A brief discussion about the primary process in a container

The New Year has arrived, and I've decided to take advantage of my free time to write a few more technical articles. Today, I would like to briefly discuss the init process, which we encounter daily in containers but often overlook.

Main Text#

As container technology has developed, its forms have changed significantly. Depending on different scenarios, there are traditional container forms based on CGroup + Namespace like Docker¹ and containerd², as well as new forms based on VMs like Kata³. This article mainly focuses on the init process in traditional containers.

We all know that traditional containers rely on CGroup + Namespace for resource isolation, and essentially, they are still a process within the OS. Therefore, before we continue discussing container-related content, we need to briefly talk about process management in Linux.

Process Management in Linux#

A Brief Discussion on Processes#

Processes in Linux are actually a very broad topic. If we were to elaborate, it could fill an entire book. Therefore, for the sake of time, let's focus on the most core aspects (mainly because there are many things I don't understand either).

First, the kernel uses a special structure to maintain information related to processes, such as the common PID, process state, open file descriptors, and so on. In the kernel code, this structure is called task_struct⁴. You can see its approximate structure in the image below.

task_struct

Typically, we run many processes on the system. Therefore, the kernel uses a process table (in fact, there are multiple data structures managing the process table in Linux; here we use the PID Hash Map as an example) to maintain all Process Descriptor-related information, as shown in the image below.

PID Hash Table

OK, now that we have a basic understanding of the structure of processes, let's look at a common scenario involving processes: parent and child processes. We all know that sometimes we create a new process in a process using the fork⁵ syscall. Generally, the new process we create is a child process of the current process. So how is this parent-child relationship expressed in the kernel?

Returning to the previously mentioned task_struct, this structure contains several fields to describe the parent-child relationship:

real_parent: A task_struct pointer pointing to the parent process.
parent: A task_struct pointer pointing to the parent process. In most cases, the value of this field is consistent with real_parent. However, in cases where a process uses ptrace⁶ on the current process, it may differ from the real_parent field.
children: list_head, which points to a doubly linked list of all child processes created by the current process.

This might still seem abstract, so here's a diagram to clarify.

> **What is required**
Pick up the article on the init process in containers after its last sentence and keep it going. The data after this point was gathered from somewhere else.

> **Provided information**
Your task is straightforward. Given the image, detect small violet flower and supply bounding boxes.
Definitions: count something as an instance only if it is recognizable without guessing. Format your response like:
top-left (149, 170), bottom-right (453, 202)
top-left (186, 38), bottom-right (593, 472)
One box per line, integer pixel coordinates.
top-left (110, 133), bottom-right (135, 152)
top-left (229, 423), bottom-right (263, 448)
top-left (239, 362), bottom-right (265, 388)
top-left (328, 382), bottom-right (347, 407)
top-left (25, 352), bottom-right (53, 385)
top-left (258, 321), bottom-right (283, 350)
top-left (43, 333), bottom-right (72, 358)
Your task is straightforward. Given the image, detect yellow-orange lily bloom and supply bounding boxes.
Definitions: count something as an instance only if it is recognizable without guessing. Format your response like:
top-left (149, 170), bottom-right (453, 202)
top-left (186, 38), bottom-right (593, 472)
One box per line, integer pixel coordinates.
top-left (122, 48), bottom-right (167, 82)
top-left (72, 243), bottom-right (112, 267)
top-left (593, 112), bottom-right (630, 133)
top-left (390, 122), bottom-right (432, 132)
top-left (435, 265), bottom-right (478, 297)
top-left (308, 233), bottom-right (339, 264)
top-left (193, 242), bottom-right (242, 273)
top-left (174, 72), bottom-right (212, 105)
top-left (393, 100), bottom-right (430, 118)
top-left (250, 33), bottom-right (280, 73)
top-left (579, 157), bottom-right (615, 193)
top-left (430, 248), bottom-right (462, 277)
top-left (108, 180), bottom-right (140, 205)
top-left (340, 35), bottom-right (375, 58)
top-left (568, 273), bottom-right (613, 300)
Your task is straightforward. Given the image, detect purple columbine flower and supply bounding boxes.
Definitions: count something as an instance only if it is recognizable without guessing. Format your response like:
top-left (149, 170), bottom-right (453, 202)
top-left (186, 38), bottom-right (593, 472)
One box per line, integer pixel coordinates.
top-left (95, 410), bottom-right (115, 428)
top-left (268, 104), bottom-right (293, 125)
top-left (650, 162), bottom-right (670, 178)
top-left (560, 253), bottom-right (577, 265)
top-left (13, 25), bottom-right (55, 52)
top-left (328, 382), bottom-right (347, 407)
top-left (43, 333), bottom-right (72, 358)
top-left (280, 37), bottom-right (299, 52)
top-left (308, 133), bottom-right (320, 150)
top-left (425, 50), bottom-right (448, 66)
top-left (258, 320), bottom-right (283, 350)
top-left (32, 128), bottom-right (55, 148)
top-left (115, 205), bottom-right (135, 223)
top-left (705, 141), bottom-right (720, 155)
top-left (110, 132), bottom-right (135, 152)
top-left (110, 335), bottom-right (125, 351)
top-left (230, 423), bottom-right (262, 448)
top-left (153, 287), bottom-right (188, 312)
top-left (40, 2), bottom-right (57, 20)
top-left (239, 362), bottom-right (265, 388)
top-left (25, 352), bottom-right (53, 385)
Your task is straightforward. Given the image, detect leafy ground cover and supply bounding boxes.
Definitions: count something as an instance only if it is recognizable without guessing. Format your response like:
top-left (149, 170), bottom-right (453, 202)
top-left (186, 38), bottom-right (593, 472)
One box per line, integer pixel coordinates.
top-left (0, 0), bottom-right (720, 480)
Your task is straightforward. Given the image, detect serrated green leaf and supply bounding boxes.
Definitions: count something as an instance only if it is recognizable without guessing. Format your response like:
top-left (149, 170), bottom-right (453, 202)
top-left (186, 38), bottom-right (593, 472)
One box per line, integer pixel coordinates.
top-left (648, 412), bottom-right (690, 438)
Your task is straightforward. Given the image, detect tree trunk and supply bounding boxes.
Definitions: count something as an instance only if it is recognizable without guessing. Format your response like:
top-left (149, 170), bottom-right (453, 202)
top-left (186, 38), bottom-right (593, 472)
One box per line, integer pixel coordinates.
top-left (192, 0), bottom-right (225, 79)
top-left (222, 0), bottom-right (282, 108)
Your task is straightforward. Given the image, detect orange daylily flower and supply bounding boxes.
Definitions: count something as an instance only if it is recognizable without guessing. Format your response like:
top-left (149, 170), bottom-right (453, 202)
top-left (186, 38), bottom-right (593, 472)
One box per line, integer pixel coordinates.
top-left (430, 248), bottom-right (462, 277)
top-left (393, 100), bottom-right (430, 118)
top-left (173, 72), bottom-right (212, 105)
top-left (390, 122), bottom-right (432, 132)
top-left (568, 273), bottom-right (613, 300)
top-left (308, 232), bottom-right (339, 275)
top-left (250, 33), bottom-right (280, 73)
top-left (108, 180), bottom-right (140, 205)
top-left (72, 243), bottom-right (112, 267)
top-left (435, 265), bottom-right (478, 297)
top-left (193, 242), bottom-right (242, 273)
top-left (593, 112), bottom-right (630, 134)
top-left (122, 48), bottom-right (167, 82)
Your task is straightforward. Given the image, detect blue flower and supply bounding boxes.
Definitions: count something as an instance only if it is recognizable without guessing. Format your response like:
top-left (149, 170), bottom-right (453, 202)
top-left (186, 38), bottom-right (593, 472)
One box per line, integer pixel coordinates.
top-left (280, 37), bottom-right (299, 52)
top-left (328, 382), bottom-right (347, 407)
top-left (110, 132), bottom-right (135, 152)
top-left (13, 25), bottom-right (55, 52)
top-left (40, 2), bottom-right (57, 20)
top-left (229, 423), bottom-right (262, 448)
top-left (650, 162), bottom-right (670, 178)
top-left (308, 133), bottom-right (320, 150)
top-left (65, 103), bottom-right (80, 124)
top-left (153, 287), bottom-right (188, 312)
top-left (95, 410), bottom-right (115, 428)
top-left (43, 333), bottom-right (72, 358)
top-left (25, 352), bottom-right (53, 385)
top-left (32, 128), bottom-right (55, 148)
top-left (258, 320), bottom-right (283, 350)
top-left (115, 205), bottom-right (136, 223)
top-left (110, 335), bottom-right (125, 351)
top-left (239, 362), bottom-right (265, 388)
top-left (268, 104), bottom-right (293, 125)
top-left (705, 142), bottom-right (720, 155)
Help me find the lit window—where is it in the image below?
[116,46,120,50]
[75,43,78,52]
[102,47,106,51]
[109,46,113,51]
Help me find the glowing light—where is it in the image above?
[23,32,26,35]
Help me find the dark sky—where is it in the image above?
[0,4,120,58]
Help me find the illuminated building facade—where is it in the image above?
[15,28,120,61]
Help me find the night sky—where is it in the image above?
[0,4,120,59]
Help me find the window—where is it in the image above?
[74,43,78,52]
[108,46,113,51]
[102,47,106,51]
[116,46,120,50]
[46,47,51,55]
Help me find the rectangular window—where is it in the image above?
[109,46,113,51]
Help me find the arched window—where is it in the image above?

> **Exercise response**
Relation Between Process

In fact, we find that the parent-child relationships between different processes, reflected in the specific data structure, form a complete tree structure (keep this in mind; we will refer back to it later).

So far, we have a basic concept of processes in Linux. Next, we will discuss two common issues we encounter when using processes: orphan processes and zombie processes.

Orphan Processes & Zombie Processes#

First, let's talk about the concept of a zombie process.

As mentioned earlier, the kernel has a process table to maintain Process Descriptor-related information. In Linux's design, when a child process exits, it retains its process-related state for the parent process to use. The parent process will call waitpid⁷ to obtain the child process's state and clean up related resources.

As stated, the parent process may need to retrieve the state of the child process. This leads to the kernel's process table retaining related resources. When there are many zombie processes, it can cause significant resource waste.

First, let's look at a simple example of a zombie process.

#include <stdio.h>
#include <sys/types.h>
#include <unistd.h>

int main() {
  int pid;
  if ((pid = fork()) == 0) {
    printf("Here's child process\n");
  } else {
    printf("the child process pid is %d\n", pid);
    sleep(20);
  }
  return 0;
}

Then we compile and execute this code, and use the ps command to check, and we find that we indeed created a zombie process.

OK, now let's look at a correct way to handle the exit of a child process.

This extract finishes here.